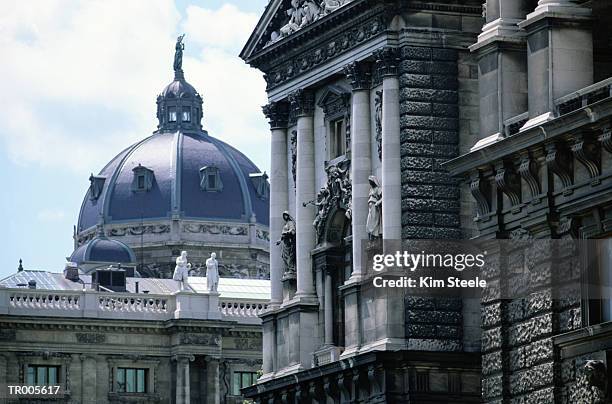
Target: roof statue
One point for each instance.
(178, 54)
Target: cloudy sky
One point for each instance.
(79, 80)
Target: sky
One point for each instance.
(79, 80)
....
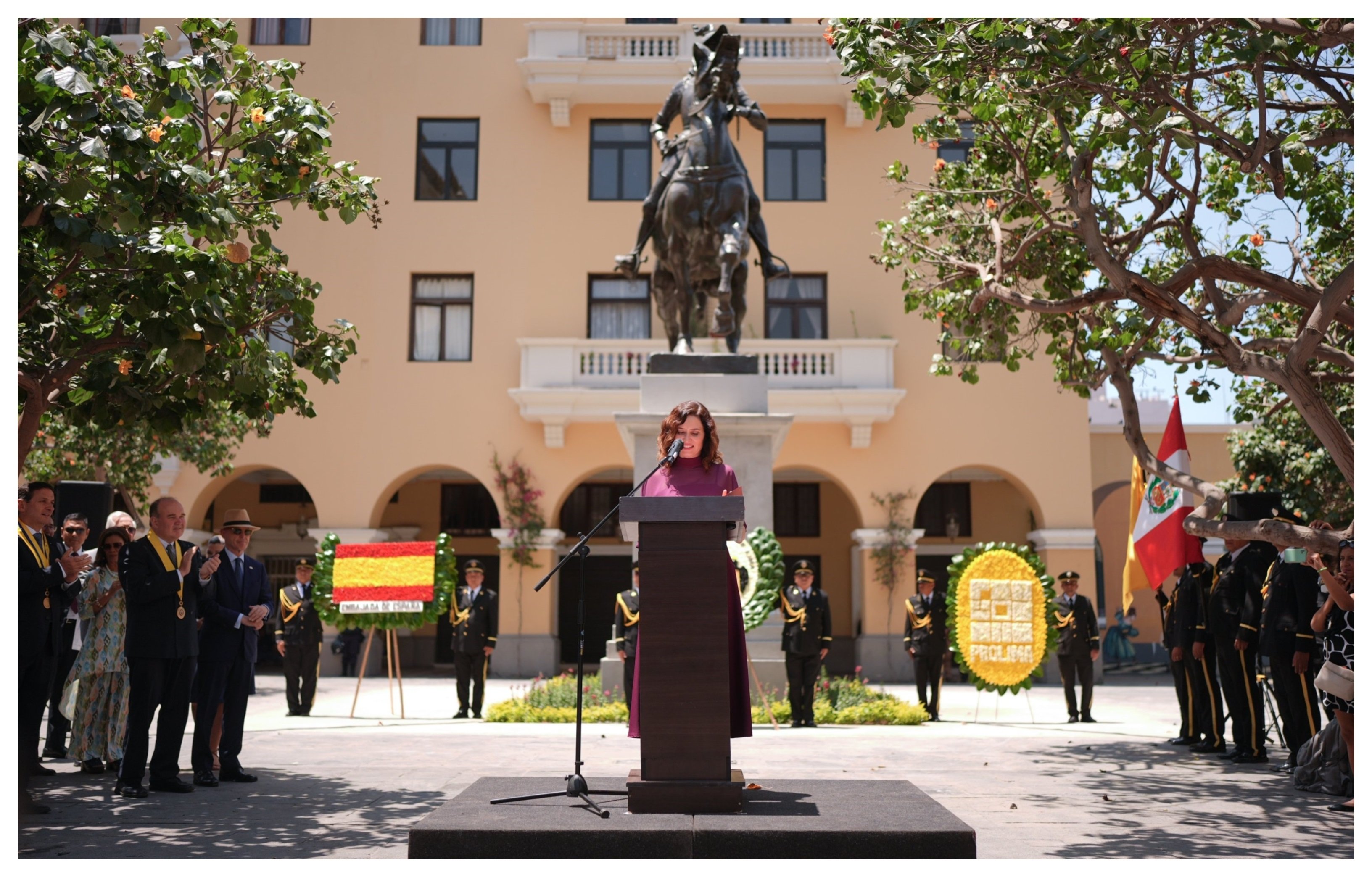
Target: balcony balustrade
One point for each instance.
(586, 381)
....
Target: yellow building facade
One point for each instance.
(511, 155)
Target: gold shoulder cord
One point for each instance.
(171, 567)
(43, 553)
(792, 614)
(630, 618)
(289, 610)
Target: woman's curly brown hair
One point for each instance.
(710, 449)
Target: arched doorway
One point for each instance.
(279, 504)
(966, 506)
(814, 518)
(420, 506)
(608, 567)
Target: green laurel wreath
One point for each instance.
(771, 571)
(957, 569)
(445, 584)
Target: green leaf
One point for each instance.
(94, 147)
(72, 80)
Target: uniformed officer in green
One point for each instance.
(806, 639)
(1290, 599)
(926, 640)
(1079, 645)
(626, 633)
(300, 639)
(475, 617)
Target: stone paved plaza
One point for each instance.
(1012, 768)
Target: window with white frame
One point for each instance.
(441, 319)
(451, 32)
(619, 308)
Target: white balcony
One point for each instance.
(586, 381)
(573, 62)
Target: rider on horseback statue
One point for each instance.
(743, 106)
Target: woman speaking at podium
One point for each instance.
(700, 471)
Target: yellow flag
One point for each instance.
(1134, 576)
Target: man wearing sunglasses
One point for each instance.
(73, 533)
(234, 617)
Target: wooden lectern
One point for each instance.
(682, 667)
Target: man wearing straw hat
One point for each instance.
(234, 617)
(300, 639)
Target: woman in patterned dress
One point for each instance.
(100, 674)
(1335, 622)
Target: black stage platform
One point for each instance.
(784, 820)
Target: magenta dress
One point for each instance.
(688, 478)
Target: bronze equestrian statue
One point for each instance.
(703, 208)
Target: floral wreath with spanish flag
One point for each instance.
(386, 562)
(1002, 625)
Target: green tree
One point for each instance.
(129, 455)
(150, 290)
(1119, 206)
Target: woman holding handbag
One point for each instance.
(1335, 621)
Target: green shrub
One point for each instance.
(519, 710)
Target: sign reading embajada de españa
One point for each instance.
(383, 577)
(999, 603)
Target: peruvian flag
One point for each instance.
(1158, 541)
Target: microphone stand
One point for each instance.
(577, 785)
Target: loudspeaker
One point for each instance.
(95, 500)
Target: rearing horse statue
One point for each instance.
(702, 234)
....
Which lines of the listing above contain the string "white"? Pull out each of them in full.

## COMPLETED TASK
Target: window with white frame
Target: white balcony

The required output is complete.